In June, Chetan Raval from Ahmedabad was running a fever a shade under 100°F for about four days. The 59-year-old runs a business and is active in several social organisations, so he regularly comes in contact with different people. He thought it prudent to get tested for Covid-19. He tested positive. He immediately called up his doctor to ask which hospital he should get admitted to. Dr Parthiv Mehta, a pulmonologist, asked Raval to stay at home. Raval, a Congress leader, then checked with his wife and daughter. “I told them that if they were afraid of contracting the virus, I can get admitted in a hospital,” said Raval. But they both insisted that he stay at home.
Raval’s is not a solitary case. Getting treated at home for Covid-19 has become a norm in Ahmedabad, one of the worst Covid-19 affected cities in the country. Out of about 72,000 cases in Gujarat and 2,670 deaths as on August 11, Ahmedabad has accounted for over 28,000 cases and 1,630 deaths.
According to sources, a few thousand have recovered after being treated at home, and even more are still under treatment. These patients are being treated by private practitioners and the Ahmedabad municipal corporation’s (AMC) Ghar Seva: Sanjivani teams.
Treating a particular patient depends on the risk factors involved like whether the patient has comorbidities, Mehta told THE WEEK. It is also important to know the proximity of a hospital to a patient’s home, in case hospitalisation is required. Equally important is the cooperation of the patient and family members. Being admitted in a hospital can be depressing for a patient, and more so when doctors and paramedics are in PPE. Hence, being at home is relaxing for the patient and the family gets real-time feedback.
“Whenever I needed to speak to Chetan, I would call him [on the phone] or go to his room and stand at a distance, wearing a mask. He, too, would wear a mask,” said Diana, Raval’s wife. Life for Raval was otherwise normal as he exercised, drank plenty of fluids and even did some indoor chores. At his home, the house help continued to come but took precautions.
Doctors put on PPE just before entering the patient’s home and remove it when leaving, said Dr Raj Rawal, critical care expert, whose team provides home treatment for Covid-19 patients under the aegis of Care Associates. The family then calls the AMC and the kit is disposed of. Consultations are also done through Zoom and WhatsApp calls. The patients are required to share their blood work and other reports, including X-rays regularly.
It is also important for doctors to deal with patients carefully as they often battle anxiety. Deval Gandhi said she nearly cried when her husband, Devanshu, managing director of popular ice cream brand Vadilal, and their two daughters tested positive within a week of her doing so. “The way Dr Mehta handled us is commendable,” said Deval, adding that he was also strict with them.
According to one estimate, more than 25 teams of doctors and private practitioners have been providing health services to patients at home in Ahmedabad since late March. These doctors have also been treating patients outside Gujarat. Rajendra Prasad Goyal, superintendent of police in the criminal investigation department in Udaipur, Rajasthan, and his 27-year-old daughter Arushi were also Mehta’s patients. Under his guidance, their quarantine period began on August 3. The father and daughter had shifted to another home while the mother and son, who had tested negative, stayed in their apartment.

************

> [STUDY QUESTIONS]:
1. List every person named in the article on home treatment for Covid-19 in Ahmedabad.
2. Answer from the article on home treatment for Covid-19 in Ahmedabad:
(a) How high was Chetan Raval's fever?
(b) Through which two services were consultations also done?
(c) On what date did the quarantine period of Rajendra Prasad Goyal and his daughter begin?
The entries that follow come from a different source than the article on home treatment for Covid-19 in Ahmedabad.

> [SUPPLIED MATERIAL]:
************

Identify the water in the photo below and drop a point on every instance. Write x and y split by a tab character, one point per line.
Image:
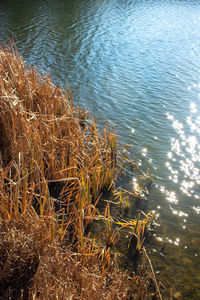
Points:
135	64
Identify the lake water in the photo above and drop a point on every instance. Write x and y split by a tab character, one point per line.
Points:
135	64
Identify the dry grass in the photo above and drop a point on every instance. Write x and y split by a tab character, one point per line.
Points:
54	167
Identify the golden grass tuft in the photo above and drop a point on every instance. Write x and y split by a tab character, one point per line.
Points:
54	167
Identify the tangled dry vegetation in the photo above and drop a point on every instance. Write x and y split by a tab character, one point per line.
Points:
54	167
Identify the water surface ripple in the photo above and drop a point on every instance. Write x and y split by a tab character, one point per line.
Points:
137	65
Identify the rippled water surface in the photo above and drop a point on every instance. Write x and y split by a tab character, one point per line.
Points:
135	64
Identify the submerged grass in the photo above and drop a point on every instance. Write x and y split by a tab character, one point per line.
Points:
54	168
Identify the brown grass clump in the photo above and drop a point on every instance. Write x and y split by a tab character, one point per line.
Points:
54	167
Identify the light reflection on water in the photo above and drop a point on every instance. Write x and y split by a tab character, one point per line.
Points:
137	65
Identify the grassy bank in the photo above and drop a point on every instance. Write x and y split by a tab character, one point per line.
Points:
54	168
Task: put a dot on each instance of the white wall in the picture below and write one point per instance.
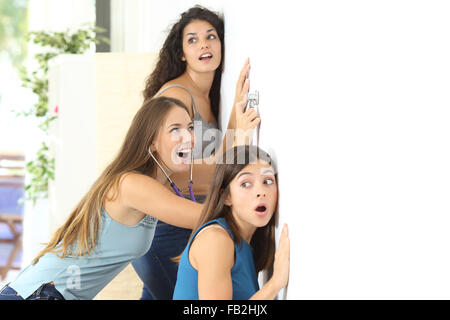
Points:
(355, 105)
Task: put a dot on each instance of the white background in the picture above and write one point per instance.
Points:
(355, 105)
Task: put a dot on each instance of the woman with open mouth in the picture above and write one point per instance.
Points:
(234, 238)
(189, 69)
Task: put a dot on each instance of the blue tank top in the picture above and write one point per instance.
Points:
(85, 276)
(243, 272)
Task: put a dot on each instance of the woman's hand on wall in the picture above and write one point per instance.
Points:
(282, 257)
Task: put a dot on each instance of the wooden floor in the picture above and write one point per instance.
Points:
(126, 286)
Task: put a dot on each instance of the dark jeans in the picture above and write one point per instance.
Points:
(156, 269)
(45, 292)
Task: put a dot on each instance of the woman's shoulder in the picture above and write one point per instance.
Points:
(212, 243)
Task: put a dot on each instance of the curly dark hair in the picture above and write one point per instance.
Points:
(170, 66)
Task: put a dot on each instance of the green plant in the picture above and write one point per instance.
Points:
(42, 168)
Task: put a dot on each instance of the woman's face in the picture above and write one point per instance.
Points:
(253, 195)
(174, 141)
(201, 46)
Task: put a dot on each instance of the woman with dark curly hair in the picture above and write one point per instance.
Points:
(189, 69)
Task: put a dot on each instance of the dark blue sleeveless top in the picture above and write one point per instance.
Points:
(243, 272)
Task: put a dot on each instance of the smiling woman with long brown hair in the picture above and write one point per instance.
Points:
(189, 68)
(115, 221)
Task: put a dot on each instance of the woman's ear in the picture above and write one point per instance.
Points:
(152, 148)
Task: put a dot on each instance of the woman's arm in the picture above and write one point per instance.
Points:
(280, 275)
(212, 255)
(147, 195)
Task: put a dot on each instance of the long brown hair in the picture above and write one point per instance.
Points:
(170, 66)
(81, 229)
(263, 240)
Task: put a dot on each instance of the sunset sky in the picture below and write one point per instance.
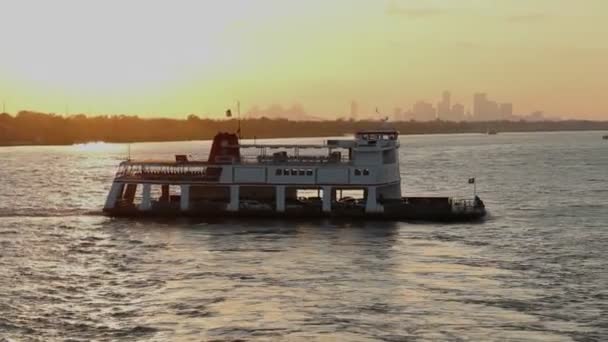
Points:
(172, 58)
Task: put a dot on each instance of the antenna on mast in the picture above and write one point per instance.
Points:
(384, 119)
(238, 113)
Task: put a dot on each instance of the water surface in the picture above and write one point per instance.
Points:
(534, 271)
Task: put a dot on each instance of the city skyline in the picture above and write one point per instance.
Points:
(159, 59)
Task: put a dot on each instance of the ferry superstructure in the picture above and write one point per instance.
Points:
(282, 180)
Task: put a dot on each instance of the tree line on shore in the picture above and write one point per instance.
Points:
(33, 128)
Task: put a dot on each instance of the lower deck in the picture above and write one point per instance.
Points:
(129, 199)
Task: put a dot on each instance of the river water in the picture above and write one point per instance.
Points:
(535, 270)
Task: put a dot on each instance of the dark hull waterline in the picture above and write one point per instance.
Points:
(394, 212)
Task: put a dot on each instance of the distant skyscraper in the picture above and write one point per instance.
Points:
(506, 111)
(354, 110)
(457, 112)
(397, 114)
(446, 99)
(443, 107)
(424, 111)
(479, 106)
(491, 110)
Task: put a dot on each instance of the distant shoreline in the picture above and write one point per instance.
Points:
(39, 129)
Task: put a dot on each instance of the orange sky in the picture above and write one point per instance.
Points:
(171, 58)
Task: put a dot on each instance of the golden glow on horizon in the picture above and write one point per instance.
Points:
(175, 58)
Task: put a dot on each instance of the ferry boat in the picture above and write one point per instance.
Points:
(346, 178)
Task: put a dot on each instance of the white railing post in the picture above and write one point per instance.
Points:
(115, 193)
(184, 199)
(234, 198)
(280, 198)
(146, 201)
(327, 199)
(371, 203)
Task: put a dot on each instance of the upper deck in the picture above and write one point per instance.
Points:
(364, 159)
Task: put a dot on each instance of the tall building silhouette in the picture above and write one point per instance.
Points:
(443, 107)
(479, 106)
(354, 110)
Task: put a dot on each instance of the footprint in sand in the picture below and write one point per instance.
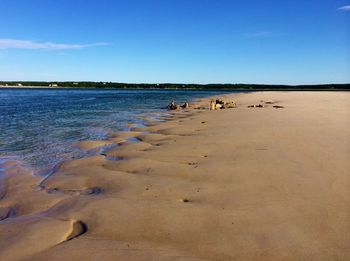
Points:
(7, 212)
(78, 228)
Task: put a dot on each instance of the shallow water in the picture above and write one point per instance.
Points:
(38, 127)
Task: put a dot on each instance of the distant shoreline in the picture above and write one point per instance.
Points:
(169, 86)
(196, 88)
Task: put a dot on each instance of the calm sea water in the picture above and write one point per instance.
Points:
(39, 127)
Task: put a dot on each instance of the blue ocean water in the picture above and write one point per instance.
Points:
(39, 127)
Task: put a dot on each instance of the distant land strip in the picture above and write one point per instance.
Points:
(116, 85)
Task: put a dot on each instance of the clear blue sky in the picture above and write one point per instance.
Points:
(183, 41)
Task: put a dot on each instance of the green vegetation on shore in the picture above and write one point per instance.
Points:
(173, 86)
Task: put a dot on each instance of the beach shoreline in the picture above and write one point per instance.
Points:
(265, 183)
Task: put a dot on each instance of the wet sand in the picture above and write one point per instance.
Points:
(267, 183)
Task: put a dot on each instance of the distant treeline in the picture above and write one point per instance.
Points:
(178, 86)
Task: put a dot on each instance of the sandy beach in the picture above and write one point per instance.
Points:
(236, 184)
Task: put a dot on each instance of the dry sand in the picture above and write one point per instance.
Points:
(235, 184)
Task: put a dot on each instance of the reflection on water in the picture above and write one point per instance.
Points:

************

> [ANSWERS TO THE PROBLEMS]:
1.
Chetan Raval
Parthiv Mehta
Diana
Raj Rawal
Deval Gandhi
Devanshu
Rajendra Prasad Goyal
Arushi

2.
(a) A shade under 100°F.
(b) Zoom and WhatsApp calls.
(c) August 3.